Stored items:
╔══

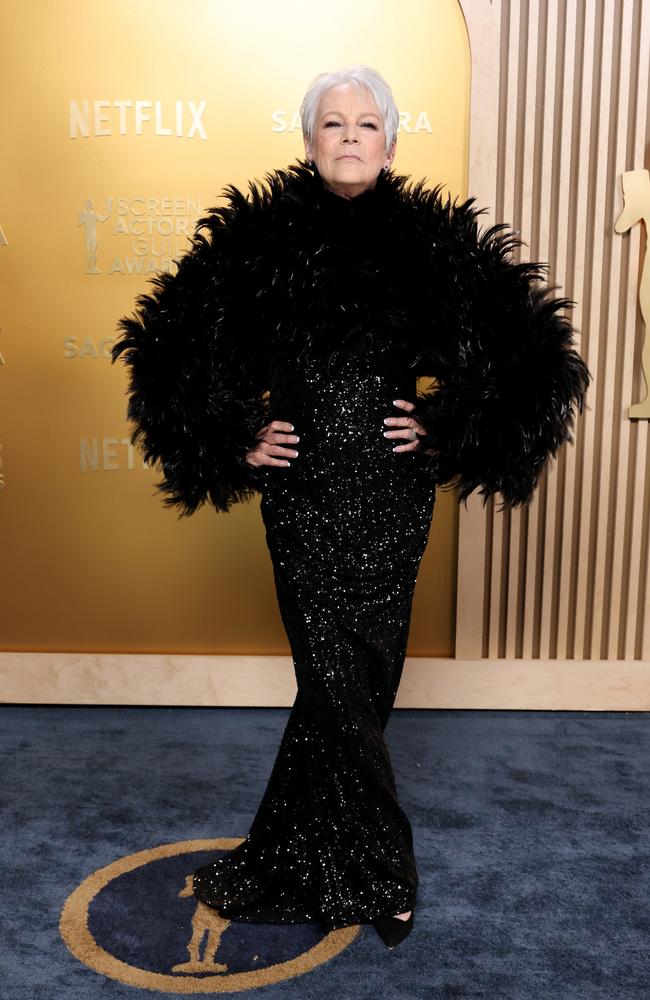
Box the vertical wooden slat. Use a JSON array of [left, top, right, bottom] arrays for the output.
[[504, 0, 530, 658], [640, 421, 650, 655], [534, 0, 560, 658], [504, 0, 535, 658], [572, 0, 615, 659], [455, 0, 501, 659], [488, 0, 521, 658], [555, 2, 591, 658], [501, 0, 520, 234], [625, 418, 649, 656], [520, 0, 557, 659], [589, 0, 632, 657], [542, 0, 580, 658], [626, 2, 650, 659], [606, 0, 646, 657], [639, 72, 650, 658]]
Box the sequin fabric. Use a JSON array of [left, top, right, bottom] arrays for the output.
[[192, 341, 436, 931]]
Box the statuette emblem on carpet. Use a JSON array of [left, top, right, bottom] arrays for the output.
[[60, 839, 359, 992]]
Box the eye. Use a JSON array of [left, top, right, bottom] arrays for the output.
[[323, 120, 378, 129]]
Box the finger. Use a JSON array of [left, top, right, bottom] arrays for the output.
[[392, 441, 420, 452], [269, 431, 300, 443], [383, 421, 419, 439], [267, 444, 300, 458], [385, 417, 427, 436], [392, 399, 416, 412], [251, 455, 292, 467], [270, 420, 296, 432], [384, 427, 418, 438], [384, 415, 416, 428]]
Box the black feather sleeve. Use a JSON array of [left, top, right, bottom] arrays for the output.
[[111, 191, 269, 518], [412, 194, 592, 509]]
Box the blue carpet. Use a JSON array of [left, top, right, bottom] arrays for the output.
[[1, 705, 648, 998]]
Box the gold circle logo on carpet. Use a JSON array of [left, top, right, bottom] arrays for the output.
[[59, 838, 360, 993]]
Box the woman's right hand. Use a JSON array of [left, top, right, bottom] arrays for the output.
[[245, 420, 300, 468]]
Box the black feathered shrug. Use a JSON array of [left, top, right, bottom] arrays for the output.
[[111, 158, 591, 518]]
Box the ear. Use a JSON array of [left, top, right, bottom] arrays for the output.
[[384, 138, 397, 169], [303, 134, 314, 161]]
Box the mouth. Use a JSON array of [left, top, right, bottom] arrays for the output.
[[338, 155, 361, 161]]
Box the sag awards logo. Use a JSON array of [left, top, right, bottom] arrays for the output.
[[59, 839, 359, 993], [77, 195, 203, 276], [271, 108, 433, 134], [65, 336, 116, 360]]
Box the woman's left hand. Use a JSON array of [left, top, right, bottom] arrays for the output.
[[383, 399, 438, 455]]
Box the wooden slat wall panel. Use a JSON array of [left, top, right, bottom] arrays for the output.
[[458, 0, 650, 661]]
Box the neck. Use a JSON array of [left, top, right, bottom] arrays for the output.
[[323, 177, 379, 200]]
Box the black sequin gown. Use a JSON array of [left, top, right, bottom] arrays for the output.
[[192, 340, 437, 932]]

╚══

TASK OBJECTIVE: The records above are to be quoted exactly, with all pictures left out.

TASK RESPONSE:
Box the vertical wooden slat. Use a JSON array of [left, top, right, bottom] arrays for the output.
[[504, 0, 530, 658], [640, 421, 650, 655], [534, 0, 560, 658], [504, 0, 535, 658], [572, 0, 615, 659], [455, 0, 501, 659], [488, 0, 521, 658], [555, 2, 591, 658], [501, 0, 520, 234], [625, 418, 649, 656], [520, 0, 557, 659], [589, 0, 632, 657], [542, 0, 580, 658], [626, 2, 650, 659], [606, 0, 646, 657], [639, 72, 650, 658]]
Box the sequin fabric. Use a JSON array of [left, top, right, bottom] arrays for the output.
[[192, 341, 436, 931]]
Box the statuette emblem on carpet. Use a JSON array of [left, top, right, bottom] arrays for the output.
[[60, 839, 359, 992]]
Box the eye. Use a JSON array of [left, top, right, bottom] arrays for the output.
[[323, 120, 378, 129]]
Box the finger. Use a JSON array of [left, top, right, bottom] arrays for the output.
[[392, 441, 420, 452], [269, 431, 300, 443], [383, 421, 419, 439], [267, 444, 300, 458], [385, 417, 427, 436], [392, 399, 416, 412], [251, 455, 292, 467], [270, 420, 296, 432], [384, 427, 418, 438], [384, 415, 416, 428]]
Box the black feather sleeve. Use a JSON array of [left, top, right, bottom] arrays for the output.
[[111, 191, 269, 518], [412, 194, 592, 509]]
Box the blue carpet. Use a JSON array of [left, top, right, bottom] arrays for the output.
[[1, 705, 648, 998]]
Box the gold circle logo on carpet. Use a JSON array of [left, top, right, bottom] arrays for the output.
[[59, 838, 360, 993]]
Box the woman's right hand. Use a JSON array of [left, top, right, bottom] arrays for the output.
[[245, 420, 300, 468]]
Box the black feathered shrug. Use a JSON array of [left, top, right, bottom] arrays for the output.
[[111, 158, 591, 518]]
Box the ear. Use a JSON array of [left, top, right, bottom] arrays for the output.
[[384, 138, 397, 169], [303, 134, 314, 161]]
Box the mouth. Use a JSON array of [left, top, right, bottom] arrays for the output.
[[338, 155, 361, 161]]
Box the sag awards logo. Use a JSON array of [left, top, right, bottom] arrays for the output.
[[59, 839, 359, 993], [77, 195, 203, 276], [271, 108, 433, 134], [65, 336, 116, 360]]
Box the woman's left hand. Use a JSON array of [left, top, right, bottom] arrays for the output.
[[383, 399, 438, 455]]
Box the wooden slat wall panel. Use a JSON array of [left, top, right, bottom] arrays for the output.
[[458, 0, 650, 661]]
Box the neck. Use a JSON array of [left, top, right, bottom] arrays for the output.
[[323, 177, 379, 200]]
Box the black sequin gown. Use a JSON array of [left, top, right, bottom] arrays for the output.
[[192, 340, 437, 932]]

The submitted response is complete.